WHAT YOU NEED TO DO –
Copy out exactly every line from the line containing "Rules: place one point on every instance of the window" until the records below end, inclusive of both boundary lines.

DATASET ROWS –
<<<<

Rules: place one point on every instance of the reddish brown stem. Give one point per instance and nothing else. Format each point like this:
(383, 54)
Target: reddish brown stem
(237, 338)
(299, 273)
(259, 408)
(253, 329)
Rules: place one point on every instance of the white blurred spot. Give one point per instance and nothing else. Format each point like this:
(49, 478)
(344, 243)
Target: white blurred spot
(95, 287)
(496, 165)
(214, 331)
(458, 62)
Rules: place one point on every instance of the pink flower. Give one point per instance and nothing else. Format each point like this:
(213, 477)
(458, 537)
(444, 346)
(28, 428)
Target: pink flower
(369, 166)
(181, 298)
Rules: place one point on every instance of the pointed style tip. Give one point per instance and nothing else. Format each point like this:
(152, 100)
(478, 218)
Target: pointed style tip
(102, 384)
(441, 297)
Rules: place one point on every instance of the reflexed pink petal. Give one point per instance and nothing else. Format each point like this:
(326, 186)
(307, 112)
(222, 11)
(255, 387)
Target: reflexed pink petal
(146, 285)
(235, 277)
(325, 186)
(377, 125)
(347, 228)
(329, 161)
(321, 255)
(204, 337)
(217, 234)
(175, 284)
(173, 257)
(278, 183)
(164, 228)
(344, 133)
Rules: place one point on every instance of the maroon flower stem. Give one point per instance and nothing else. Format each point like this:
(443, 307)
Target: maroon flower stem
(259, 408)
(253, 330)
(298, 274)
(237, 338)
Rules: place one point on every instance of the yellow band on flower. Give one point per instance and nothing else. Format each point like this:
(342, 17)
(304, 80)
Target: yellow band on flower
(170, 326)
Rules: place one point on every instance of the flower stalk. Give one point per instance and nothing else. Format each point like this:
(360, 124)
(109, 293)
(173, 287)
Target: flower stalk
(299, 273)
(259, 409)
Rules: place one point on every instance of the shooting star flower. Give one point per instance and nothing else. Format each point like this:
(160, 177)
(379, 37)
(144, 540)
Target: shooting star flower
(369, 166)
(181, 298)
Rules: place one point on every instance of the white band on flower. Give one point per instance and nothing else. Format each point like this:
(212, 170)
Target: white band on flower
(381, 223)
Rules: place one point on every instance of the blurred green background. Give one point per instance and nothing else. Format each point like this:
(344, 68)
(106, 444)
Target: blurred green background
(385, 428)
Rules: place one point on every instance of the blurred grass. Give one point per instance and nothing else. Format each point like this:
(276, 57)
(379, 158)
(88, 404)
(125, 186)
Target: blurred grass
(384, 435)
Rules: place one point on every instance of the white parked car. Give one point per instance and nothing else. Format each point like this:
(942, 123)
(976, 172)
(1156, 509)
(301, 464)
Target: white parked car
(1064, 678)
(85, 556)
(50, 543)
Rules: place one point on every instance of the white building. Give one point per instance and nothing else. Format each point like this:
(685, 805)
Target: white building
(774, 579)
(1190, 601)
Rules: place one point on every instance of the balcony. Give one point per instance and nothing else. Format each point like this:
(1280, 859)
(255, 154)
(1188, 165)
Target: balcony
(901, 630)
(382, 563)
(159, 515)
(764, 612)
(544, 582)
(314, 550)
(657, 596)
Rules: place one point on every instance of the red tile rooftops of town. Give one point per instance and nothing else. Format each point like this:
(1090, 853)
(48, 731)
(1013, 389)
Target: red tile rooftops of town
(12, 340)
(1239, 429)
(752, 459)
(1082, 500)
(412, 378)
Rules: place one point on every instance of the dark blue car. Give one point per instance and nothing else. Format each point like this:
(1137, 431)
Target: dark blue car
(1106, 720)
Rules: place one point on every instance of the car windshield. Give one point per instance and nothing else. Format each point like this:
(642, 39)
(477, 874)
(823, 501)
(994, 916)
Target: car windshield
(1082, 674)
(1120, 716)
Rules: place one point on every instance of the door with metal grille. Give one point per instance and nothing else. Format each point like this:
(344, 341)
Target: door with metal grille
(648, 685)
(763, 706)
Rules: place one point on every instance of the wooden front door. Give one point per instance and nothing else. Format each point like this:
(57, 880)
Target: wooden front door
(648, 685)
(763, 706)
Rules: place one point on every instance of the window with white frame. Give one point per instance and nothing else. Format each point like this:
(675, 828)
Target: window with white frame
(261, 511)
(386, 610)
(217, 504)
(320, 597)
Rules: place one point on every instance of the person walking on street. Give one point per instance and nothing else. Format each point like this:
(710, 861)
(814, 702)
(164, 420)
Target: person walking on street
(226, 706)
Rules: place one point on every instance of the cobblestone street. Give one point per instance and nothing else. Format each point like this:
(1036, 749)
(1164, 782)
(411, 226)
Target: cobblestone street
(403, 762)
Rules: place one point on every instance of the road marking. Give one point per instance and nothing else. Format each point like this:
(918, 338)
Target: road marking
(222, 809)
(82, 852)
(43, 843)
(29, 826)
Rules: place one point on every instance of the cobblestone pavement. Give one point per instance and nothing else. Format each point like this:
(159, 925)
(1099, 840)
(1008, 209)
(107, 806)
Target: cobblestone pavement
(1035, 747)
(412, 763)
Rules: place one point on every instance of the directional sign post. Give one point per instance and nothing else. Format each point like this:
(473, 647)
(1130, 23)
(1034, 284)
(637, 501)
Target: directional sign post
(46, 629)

>>>>

RESULT OF THIS TASK –
Rules: place one point on every instance of the window with white frame. Give one point per instance and nothing else. Format each point like this:
(675, 828)
Target: window with white frame
(261, 511)
(386, 610)
(217, 504)
(320, 597)
Rules: place one point on every instance of the person walking on street. Give one point per instance and nothing else. Format each point like this:
(710, 861)
(814, 702)
(164, 420)
Target: person walking on street
(226, 706)
Rules: place one point on every instance of the cobblestone street. Give one point per instance and nothing else. Format each point like this:
(1036, 749)
(1164, 782)
(411, 226)
Target: cobblestone street
(403, 762)
Rules: place one point on every instance of the road marking. Give one point per instance and nothing else. Format each point like this:
(918, 338)
Target: road marking
(222, 809)
(82, 852)
(43, 843)
(29, 826)
Rules: place one point on every instance of the cobblestone pavement. Give one point per instance and nothing else. Format each point like this:
(159, 925)
(1099, 840)
(1008, 209)
(107, 806)
Target: cobblestone pavement
(1035, 747)
(412, 763)
Rules: place one point on every instance of the directional sign post. Give one point per instance and nothing else. Format each point like this:
(473, 647)
(1130, 23)
(1034, 284)
(637, 501)
Target: directional sign post
(46, 629)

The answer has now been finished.